The answer must be every record below, repeated exactly.

━━━━━━━━━━━━━━━━

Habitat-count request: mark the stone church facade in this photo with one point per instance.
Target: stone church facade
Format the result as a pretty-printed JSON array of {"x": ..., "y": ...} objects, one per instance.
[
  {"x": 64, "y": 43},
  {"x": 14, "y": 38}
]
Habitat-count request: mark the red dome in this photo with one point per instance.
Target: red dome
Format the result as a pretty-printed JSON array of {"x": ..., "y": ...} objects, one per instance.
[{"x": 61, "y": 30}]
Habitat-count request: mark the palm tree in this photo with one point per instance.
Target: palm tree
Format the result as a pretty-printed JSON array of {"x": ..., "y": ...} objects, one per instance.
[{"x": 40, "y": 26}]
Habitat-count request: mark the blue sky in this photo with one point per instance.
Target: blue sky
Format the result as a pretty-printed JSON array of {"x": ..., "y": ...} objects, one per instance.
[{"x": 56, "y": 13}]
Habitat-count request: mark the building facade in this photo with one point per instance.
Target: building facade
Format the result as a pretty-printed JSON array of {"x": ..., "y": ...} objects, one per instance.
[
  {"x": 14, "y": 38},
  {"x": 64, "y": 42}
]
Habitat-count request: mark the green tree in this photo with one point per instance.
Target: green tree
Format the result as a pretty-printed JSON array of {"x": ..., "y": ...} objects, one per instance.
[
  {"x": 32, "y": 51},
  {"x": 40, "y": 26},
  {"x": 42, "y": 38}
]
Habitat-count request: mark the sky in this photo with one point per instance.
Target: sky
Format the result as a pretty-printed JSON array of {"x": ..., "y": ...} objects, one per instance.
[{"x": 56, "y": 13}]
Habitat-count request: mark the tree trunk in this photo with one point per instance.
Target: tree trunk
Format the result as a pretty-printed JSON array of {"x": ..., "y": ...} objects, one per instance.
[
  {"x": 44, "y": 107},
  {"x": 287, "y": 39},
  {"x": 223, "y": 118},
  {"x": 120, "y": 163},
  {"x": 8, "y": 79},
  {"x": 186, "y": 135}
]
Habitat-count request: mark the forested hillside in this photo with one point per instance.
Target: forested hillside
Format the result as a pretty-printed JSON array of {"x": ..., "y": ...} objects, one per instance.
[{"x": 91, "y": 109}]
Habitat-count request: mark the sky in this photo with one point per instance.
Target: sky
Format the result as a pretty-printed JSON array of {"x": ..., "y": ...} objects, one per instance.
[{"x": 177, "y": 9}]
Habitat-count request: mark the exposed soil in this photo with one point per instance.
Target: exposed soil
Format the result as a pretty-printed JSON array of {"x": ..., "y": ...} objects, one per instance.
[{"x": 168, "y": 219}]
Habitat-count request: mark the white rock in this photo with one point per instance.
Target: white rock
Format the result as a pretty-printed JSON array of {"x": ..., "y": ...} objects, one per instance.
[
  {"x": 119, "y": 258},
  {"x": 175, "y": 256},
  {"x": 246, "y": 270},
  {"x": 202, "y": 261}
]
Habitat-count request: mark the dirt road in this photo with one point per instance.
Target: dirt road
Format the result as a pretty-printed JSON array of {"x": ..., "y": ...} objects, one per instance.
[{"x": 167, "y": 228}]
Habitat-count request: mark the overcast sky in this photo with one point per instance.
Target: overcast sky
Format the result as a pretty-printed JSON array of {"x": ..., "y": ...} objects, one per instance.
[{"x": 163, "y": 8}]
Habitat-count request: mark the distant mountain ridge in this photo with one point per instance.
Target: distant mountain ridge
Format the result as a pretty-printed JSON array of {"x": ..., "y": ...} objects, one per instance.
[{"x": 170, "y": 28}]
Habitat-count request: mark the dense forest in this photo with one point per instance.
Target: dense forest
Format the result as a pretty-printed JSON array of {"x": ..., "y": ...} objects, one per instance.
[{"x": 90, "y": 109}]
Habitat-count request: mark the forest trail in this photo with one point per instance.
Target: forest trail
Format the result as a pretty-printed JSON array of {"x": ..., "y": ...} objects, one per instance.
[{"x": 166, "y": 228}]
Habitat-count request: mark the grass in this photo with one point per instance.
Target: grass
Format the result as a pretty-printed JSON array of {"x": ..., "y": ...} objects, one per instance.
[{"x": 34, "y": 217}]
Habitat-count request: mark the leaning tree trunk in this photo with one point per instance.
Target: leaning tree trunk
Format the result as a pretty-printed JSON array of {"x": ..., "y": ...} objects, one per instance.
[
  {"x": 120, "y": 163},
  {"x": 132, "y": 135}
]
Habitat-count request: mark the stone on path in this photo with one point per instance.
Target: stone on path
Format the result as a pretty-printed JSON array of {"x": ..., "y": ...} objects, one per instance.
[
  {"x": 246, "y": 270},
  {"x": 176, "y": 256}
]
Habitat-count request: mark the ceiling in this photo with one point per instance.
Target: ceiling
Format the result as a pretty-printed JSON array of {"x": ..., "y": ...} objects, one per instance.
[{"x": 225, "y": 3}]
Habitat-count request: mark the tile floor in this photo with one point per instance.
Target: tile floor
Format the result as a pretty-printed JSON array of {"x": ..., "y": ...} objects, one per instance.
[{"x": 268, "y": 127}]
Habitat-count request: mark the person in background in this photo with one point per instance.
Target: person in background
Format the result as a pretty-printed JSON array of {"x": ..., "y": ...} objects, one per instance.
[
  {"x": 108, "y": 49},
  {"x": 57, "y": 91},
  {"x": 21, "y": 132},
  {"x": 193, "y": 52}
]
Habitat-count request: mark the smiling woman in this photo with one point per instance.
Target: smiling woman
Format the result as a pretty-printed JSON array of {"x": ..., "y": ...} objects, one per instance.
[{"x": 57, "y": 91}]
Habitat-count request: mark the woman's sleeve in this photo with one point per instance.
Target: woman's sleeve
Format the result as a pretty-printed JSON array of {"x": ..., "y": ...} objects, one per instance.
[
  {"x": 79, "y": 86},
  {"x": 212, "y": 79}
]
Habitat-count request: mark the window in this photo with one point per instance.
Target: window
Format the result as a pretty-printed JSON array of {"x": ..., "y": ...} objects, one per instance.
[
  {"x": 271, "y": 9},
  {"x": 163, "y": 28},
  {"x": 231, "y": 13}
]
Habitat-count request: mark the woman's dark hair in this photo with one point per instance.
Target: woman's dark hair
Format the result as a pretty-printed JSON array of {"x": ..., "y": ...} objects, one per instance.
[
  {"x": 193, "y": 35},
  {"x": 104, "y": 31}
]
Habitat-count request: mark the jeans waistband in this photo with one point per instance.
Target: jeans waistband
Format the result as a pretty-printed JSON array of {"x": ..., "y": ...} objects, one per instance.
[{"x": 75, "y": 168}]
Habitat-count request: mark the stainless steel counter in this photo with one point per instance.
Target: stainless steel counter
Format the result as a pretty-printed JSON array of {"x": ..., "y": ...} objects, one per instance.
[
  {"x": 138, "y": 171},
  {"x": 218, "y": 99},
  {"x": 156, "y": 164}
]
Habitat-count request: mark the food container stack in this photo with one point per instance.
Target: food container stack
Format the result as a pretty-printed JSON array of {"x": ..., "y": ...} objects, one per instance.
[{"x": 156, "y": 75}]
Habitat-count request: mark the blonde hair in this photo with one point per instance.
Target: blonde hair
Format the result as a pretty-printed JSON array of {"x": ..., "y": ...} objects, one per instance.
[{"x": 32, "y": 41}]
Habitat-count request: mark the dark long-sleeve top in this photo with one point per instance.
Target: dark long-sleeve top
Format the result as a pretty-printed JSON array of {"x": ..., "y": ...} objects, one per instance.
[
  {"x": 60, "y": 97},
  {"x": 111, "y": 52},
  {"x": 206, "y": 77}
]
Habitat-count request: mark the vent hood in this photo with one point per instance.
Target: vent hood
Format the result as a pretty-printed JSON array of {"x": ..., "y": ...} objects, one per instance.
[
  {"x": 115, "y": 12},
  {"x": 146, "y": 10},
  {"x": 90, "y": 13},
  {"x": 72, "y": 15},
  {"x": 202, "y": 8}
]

━━━━━━━━━━━━━━━━

Answer box –
Habitat-count request: mark the stone church facade in this photo with one point per instance.
Target: stone church facade
Format the result as a pretty-printed JSON array of {"x": ..., "y": ...} objects, one per instance.
[
  {"x": 64, "y": 43},
  {"x": 14, "y": 38}
]
Habitat-count request: mark the red dome in this photo with one point per instance.
Target: red dome
Format the result as a pretty-printed JSON array of {"x": ..., "y": ...} objects, one per instance.
[{"x": 61, "y": 30}]
Habitat-count request: mark the palm tree in this photo with one point per instance.
Target: palm tree
Format the result as a pretty-printed JSON array of {"x": ..., "y": ...} objects, one per instance.
[{"x": 40, "y": 26}]
Habitat-count request: mark the blue sky in this photo with one point per instance.
Target: blue sky
Format the result as a pretty-printed JSON array of {"x": ..., "y": ...} objects, one per instance.
[{"x": 56, "y": 13}]
Habitat-count request: mark the building facade in this photo with one point per instance.
Target: building facade
Format the result as a pretty-printed JSON array of {"x": ..., "y": ...} objects, one per instance.
[
  {"x": 14, "y": 38},
  {"x": 64, "y": 42}
]
Habitat-count request: mark the green tree in this photo with one point per instance.
Target: green tree
Format the result as a pretty-printed JSON array of {"x": ..., "y": ...} objects, one per instance.
[
  {"x": 32, "y": 51},
  {"x": 40, "y": 26},
  {"x": 42, "y": 38}
]
Habitat-count request: mark the sky in this photo with one point per instance.
Target: sky
Format the result as a pretty-printed JSON array of {"x": ..., "y": ...} objects, one per instance.
[{"x": 56, "y": 13}]
Habitat-count request: mark the tree trunk in this photo with one point per instance.
Target: tree trunk
Format the result as a pretty-printed JSON array of {"x": ..., "y": ...} objects, one per instance.
[
  {"x": 44, "y": 107},
  {"x": 287, "y": 39},
  {"x": 223, "y": 118},
  {"x": 120, "y": 163},
  {"x": 8, "y": 79},
  {"x": 186, "y": 135}
]
Habitat-count request: mark the forested hillside in this photo with one point per instance.
Target: forested hillside
Format the result as a pretty-printed JSON array of {"x": ..., "y": ...} objects, one per instance.
[{"x": 91, "y": 109}]
Habitat-count request: mark the sky in this photo with one point per instance.
Target: sky
Format the result as a pretty-printed JSON array of {"x": ..., "y": ...} objects, one per instance.
[{"x": 177, "y": 9}]
Habitat-count request: mark the exposed soil in this photo with one point per instance.
Target: exposed soil
Format the result as a pretty-printed JSON array of {"x": ..., "y": ...} objects, one per instance.
[{"x": 168, "y": 219}]
Habitat-count request: mark the white rock in this photo with one point per instance.
Target: white rock
Format the result as a pretty-printed JSON array of {"x": ..., "y": ...} objects, one per instance.
[
  {"x": 119, "y": 258},
  {"x": 175, "y": 256},
  {"x": 246, "y": 270},
  {"x": 202, "y": 261}
]
Habitat-count request: mark the dirt road in this photo with one point per instance.
Target: dirt road
Format the result as a pretty-printed JSON array of {"x": ..., "y": ...} objects, one per instance.
[{"x": 167, "y": 228}]
Habitat-count request: mark the overcast sky in this photo with one point per instance.
Target: overcast sky
Format the result as a pretty-printed JSON array of {"x": ..., "y": ...} objects, one per instance.
[{"x": 163, "y": 8}]
Habitat-count request: mark the distant mountain ridge in this photo with one point per instance.
Target: distant mountain ridge
Format the result as a pretty-printed JSON array of {"x": ..., "y": ...} objects, one per instance.
[{"x": 170, "y": 28}]
Habitat-count request: mark the dense forest in this photo with one point per instance.
Target: dense forest
Format the result as a pretty-printed JSON array of {"x": ..., "y": ...} objects, one per instance.
[{"x": 90, "y": 109}]
Habitat-count request: mark the forest trail in this photo with one point per instance.
Target: forest trail
Format the result as a pretty-printed JSON array of {"x": ..., "y": ...} objects, one per instance.
[{"x": 166, "y": 228}]
Habitat-count request: mark the grass in this photo with one point per instance.
Target: grass
Format the result as a pretty-printed JSON array of {"x": ..., "y": ...} objects, one per instance.
[{"x": 34, "y": 217}]
Habitat-count request: mark the leaning tree trunk in this photo with one point per instance.
Target: leaning tree trunk
Format the result as a pretty-printed JSON array of {"x": ..., "y": ...} objects, one per instance.
[
  {"x": 120, "y": 163},
  {"x": 132, "y": 135}
]
Habitat-count request: mark the stone on path in this photo with one point per instance.
Target: stone on path
Format the result as a pretty-printed JSON array of {"x": ..., "y": ...} objects, one per instance.
[
  {"x": 246, "y": 270},
  {"x": 176, "y": 256}
]
Habitat-count request: mark the ceiling in this photo with one point per instance.
Target: ceiling
Format the result as a pretty-printed JSON array of {"x": ..., "y": ...} objects, one per instance.
[{"x": 225, "y": 3}]
Habitat-count request: mark the tile floor in this photo with one point per instance.
Target: tile floor
Format the result as a pretty-printed JSON array of {"x": ..., "y": ...} objects, one per instance.
[{"x": 268, "y": 127}]
Habitat-count request: mark the person in background in this photo with one point per instance.
Target: person in background
Format the result as a pretty-printed JSON array of {"x": ..., "y": ...} objects, one per instance.
[
  {"x": 108, "y": 49},
  {"x": 57, "y": 91},
  {"x": 21, "y": 132},
  {"x": 193, "y": 52}
]
Habitat-count request: mark the smiling woman in this photo with one point per instance.
Target: smiling woman
Format the result as a pretty-printed JSON array of {"x": ..., "y": ...} objects, one per instance.
[{"x": 57, "y": 91}]
Habitat-count request: mark the woman's sleeve in this photo with one point per instance.
Target: woman's sleeve
Format the result as a pretty-printed JSON array of {"x": ..., "y": ...} objects, one per instance.
[
  {"x": 79, "y": 86},
  {"x": 212, "y": 79}
]
Habitat-count request: mark the window in this photo with one point per instance.
Target: window
Format the result as a pretty-printed JSON array of {"x": ..., "y": ...} objects, one per instance.
[
  {"x": 271, "y": 9},
  {"x": 163, "y": 28},
  {"x": 231, "y": 13}
]
Habitat-count request: mark the woman's dark hair in this photo with one point per instance.
Target: woman's dark hair
Format the result as a pretty-printed JSON array of {"x": ..., "y": ...} objects, one per instance.
[
  {"x": 193, "y": 35},
  {"x": 104, "y": 31}
]
Habitat-count request: mark the jeans waistband in this photo with one point per instance.
Target: jeans waistband
Format the result as a pretty-printed JSON array of {"x": ..., "y": ...} objects, one per instance.
[{"x": 75, "y": 168}]
Habitat-count request: mark the stainless steel counter in this photo with one point per instance.
Target: stainless steel counter
Format the result as a pretty-printed JSON array of {"x": ..., "y": ...} objects, one per instance.
[
  {"x": 138, "y": 171},
  {"x": 218, "y": 99},
  {"x": 156, "y": 164}
]
Habitat-count request: mark the food container stack in this photo with one point per instance.
Target: food container stack
Format the result as a pretty-printed JSON array of {"x": ..., "y": ...} objects, one per instance.
[{"x": 156, "y": 75}]
Habitat-count request: mark the blonde hair in this photo with one point per instance.
Target: blonde hair
Format the result as a pretty-printed JSON array of {"x": ..., "y": ...} objects, one per instance.
[{"x": 32, "y": 41}]
Habitat-count request: mark the dark long-sleeve top in this photo with one point per instance.
Target: dark long-sleeve top
Format the result as a pretty-printed JSON array of {"x": ..., "y": ...} objects, one per instance.
[
  {"x": 60, "y": 97},
  {"x": 111, "y": 52},
  {"x": 206, "y": 77}
]
Habitat-count request: mark the vent hood in this photo with one point per instance.
Target: vent hood
Format the result as a pretty-printed JSON array of {"x": ..., "y": ...} objects, one per instance.
[
  {"x": 115, "y": 12},
  {"x": 146, "y": 10},
  {"x": 90, "y": 13},
  {"x": 72, "y": 15},
  {"x": 202, "y": 8}
]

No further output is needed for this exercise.